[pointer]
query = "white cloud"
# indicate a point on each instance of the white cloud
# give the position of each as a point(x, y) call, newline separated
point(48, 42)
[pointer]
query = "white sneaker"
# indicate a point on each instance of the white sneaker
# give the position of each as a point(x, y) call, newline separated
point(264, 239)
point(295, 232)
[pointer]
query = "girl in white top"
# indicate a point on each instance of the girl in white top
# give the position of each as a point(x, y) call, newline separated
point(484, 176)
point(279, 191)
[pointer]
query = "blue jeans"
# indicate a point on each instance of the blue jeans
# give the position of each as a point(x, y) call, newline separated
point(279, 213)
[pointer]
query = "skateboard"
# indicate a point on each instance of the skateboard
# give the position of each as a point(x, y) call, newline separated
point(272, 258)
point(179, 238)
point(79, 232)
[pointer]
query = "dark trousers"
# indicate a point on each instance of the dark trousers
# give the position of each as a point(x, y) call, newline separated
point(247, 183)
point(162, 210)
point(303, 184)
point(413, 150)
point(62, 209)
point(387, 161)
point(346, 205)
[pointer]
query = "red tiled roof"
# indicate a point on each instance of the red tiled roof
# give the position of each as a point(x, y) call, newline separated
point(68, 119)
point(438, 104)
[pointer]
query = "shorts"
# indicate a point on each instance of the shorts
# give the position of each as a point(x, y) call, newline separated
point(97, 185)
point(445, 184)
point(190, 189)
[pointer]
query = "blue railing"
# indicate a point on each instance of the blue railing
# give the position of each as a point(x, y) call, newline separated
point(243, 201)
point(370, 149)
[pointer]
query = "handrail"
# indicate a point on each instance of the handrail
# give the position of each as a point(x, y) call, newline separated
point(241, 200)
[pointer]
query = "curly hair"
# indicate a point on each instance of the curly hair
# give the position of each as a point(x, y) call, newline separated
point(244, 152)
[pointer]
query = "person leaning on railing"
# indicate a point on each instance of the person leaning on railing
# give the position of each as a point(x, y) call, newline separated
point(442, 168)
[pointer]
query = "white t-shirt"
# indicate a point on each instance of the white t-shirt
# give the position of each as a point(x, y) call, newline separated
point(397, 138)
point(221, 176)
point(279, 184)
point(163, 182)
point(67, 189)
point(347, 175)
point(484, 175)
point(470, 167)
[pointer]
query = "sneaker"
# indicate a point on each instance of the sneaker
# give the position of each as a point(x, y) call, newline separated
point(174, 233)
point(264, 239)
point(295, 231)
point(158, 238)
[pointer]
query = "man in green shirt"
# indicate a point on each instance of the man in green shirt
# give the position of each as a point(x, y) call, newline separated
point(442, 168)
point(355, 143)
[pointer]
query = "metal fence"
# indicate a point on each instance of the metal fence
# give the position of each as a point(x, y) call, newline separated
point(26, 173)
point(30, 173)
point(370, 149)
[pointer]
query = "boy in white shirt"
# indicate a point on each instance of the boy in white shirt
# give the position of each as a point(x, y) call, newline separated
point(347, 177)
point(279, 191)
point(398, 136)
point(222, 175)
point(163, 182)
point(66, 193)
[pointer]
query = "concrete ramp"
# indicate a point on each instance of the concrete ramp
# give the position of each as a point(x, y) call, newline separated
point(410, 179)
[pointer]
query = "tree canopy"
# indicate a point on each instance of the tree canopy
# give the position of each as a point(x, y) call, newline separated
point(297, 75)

□ □ □ □ □ □ □

### PROBLEM TO SOLVE
Recast all the items above as a two-column CSV with the header input,output. Give one row per item, with its text in the input field and its answer in the output field, each field in double quotes and with line breaks replaced by spaces.

### RESULT
input,output
"[pointer] query = ""white cloud"" # indicate a point on each instance of the white cloud # give the position of each as a point(x, y) call, newline separated","point(48, 42)"
"[pointer] query = ""white sneaker"" # indicate a point on each instance of the white sneaker # give the position of each as a point(x, y) call, newline separated","point(264, 239) point(295, 232)"
"[pointer] query = ""girl in white top"" # indicate a point on each instance of the girl in white top # give the position of each as a point(x, y) call, newline separated","point(484, 176) point(279, 191)"
"[pointer] query = ""blue jeans"" # indicate a point on each instance of the blue jeans # give the position of each as a point(x, y) call, newline separated","point(279, 213)"
"[pointer] query = ""skateboard"" # indicate a point on each instance of the skateboard # give the position of each as a point(x, y) call, newline separated","point(272, 258) point(179, 238) point(79, 232)"
"[pointer] query = ""dark trousers"" # indicate a point on each instance of the dark trousers # give the position of each as a point(x, y) call, newline separated","point(247, 183) point(162, 210) point(303, 184) point(413, 150) point(62, 209) point(387, 161) point(346, 205)"
"[pointer] query = ""red tiled roof"" # indicate a point on each instance of the red tiled roof # give the position of each as a point(x, y) call, newline separated","point(68, 119) point(438, 104)"
"[pointer] query = ""shorts"" # indicate a point on each instance of the shorts # give the position of each as a point(x, y) call, newline separated","point(97, 185) point(445, 184) point(190, 189)"
"[pointer] query = ""blue railing"" # indicate a point on each instance of the blue railing # give the position of each as a point(x, y) call, newline separated","point(243, 201) point(370, 149)"
"[pointer] query = ""handrail"" # indicate a point on each instance of the handrail # give the position of each as a point(x, y) call, newline separated","point(241, 200)"
"[pointer] query = ""curly hair"" # indicate a point on each instance of the curly hair # give the position of each as a point(x, y) call, newline separated","point(244, 152)"
"[pointer] query = ""person leaning on railing"" # indicate a point on each instance of the person leaning on railing # give the position of each as a point(x, y) call, newline separated","point(442, 168)"
"[pointer] query = ""white t-shirt"" # indicate a point on each instance of the white t-shirt # give the position of each as a point(x, y) call, newline separated","point(397, 138) point(221, 176) point(279, 184) point(163, 182) point(67, 189) point(347, 175) point(484, 175) point(470, 167)"
"[pointer] query = ""sneaker"" # indicate a point on each instance of the sneaker # give the position of each as a point(x, y) call, newline separated","point(174, 233) point(264, 239) point(295, 231) point(158, 238)"
"[pointer] query = ""man in green shirt"" # indicate a point on each instance of the man in green shirt # give the position of each as a point(x, y) call, newline separated","point(442, 168) point(355, 143)"
"[pointer] query = ""metal fence"" # indicate a point on each instance of the metal fence # give the position of each as a point(x, y) call, newline separated","point(26, 173) point(30, 173) point(370, 149)"
"[pointer] query = ""boy in white shirt"" # indicate a point on each instance of the boy in white shirt # give the position of each as a point(x, y) call, newline separated","point(347, 177) point(279, 191) point(398, 136) point(222, 175) point(163, 182) point(66, 193)"
"[pointer] query = ""concrete ramp"" # indicate a point on each instance of the concrete ramp # give the position of each as a point(x, y) call, newline separated","point(410, 179)"
"[pointer] query = ""tree canopy"" # indicate a point on each instance of the tree canopy # give the position of each as a point(x, y) call, newline separated","point(297, 75)"